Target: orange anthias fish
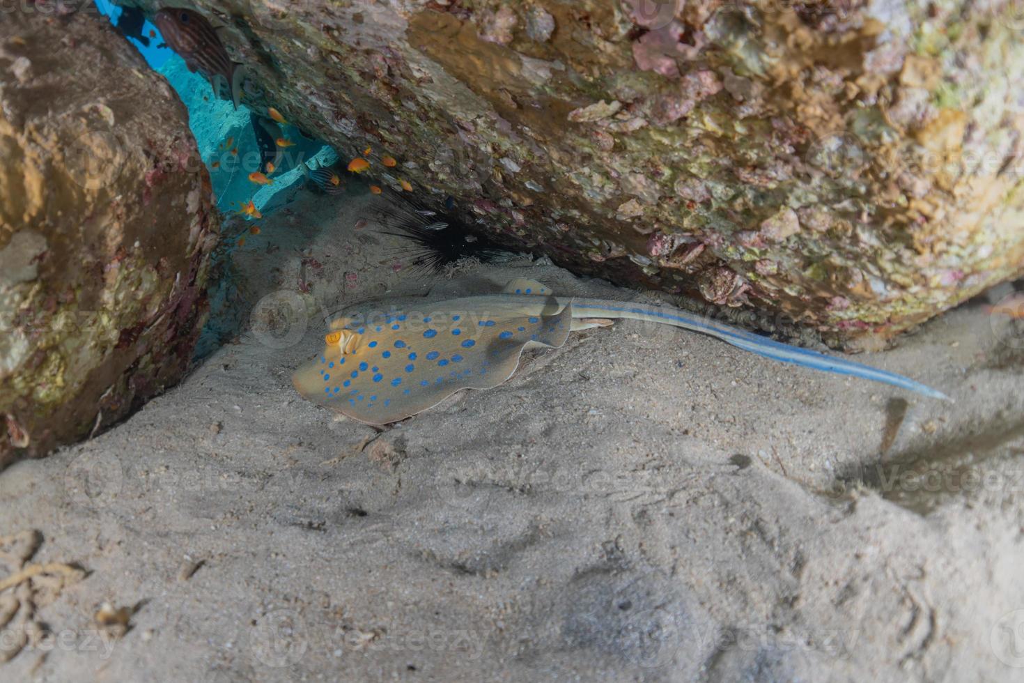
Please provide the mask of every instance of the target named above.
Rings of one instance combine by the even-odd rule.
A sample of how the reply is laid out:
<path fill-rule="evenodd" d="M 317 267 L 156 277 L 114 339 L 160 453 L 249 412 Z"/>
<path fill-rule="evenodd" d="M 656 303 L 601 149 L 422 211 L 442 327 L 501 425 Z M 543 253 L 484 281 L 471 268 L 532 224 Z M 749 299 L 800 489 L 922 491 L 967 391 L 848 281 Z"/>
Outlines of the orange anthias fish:
<path fill-rule="evenodd" d="M 157 12 L 153 23 L 164 42 L 185 60 L 188 71 L 206 76 L 217 96 L 230 99 L 238 109 L 242 101 L 245 67 L 231 61 L 206 17 L 191 9 L 168 7 Z"/>
<path fill-rule="evenodd" d="M 287 121 L 285 121 L 285 117 L 281 116 L 281 112 L 273 109 L 272 106 L 267 106 L 266 113 L 269 114 L 270 118 L 276 121 L 278 123 L 288 123 Z"/>
<path fill-rule="evenodd" d="M 239 213 L 241 213 L 241 214 L 243 214 L 245 216 L 251 216 L 253 218 L 262 218 L 263 217 L 263 214 L 261 214 L 259 212 L 259 209 L 256 208 L 256 205 L 253 204 L 252 200 L 249 200 L 249 204 L 243 204 L 242 208 L 239 209 Z"/>
<path fill-rule="evenodd" d="M 370 168 L 370 162 L 362 157 L 356 157 L 352 161 L 348 162 L 348 170 L 352 173 L 362 173 L 368 168 Z"/>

• • •

Instruction: Rewrite all the records, substituting "reef fish" for "orange anthias fish" and changing nothing else. Leave the pictures out.

Exercise result:
Target: reef fish
Please provide the mask of every instance of the target named above.
Rings of one instance combine by the even-odd rule.
A sample of how the reply is laid out:
<path fill-rule="evenodd" d="M 317 267 L 156 277 L 114 339 L 160 453 L 249 412 Z"/>
<path fill-rule="evenodd" d="M 656 303 L 601 149 L 422 211 L 442 327 L 501 425 Z M 543 253 L 484 281 L 471 268 L 532 224 Z M 749 299 L 800 489 L 922 491 L 967 391 L 848 281 Z"/>
Outlines of the reef fish:
<path fill-rule="evenodd" d="M 157 12 L 153 23 L 164 42 L 185 60 L 188 71 L 206 76 L 217 96 L 230 99 L 238 109 L 242 101 L 245 67 L 231 61 L 206 17 L 191 9 L 168 7 Z"/>
<path fill-rule="evenodd" d="M 287 121 L 285 121 L 285 117 L 281 116 L 281 112 L 273 109 L 272 106 L 267 106 L 266 113 L 269 114 L 270 118 L 276 121 L 278 123 L 288 123 Z"/>
<path fill-rule="evenodd" d="M 239 213 L 241 213 L 241 214 L 243 214 L 245 216 L 251 216 L 253 218 L 262 218 L 263 217 L 263 214 L 261 214 L 259 212 L 259 209 L 256 208 L 256 205 L 253 204 L 252 200 L 249 200 L 249 204 L 243 204 L 242 208 L 239 209 Z"/>
<path fill-rule="evenodd" d="M 370 168 L 370 162 L 362 157 L 356 157 L 352 161 L 348 162 L 348 170 L 352 173 L 362 173 L 368 168 Z"/>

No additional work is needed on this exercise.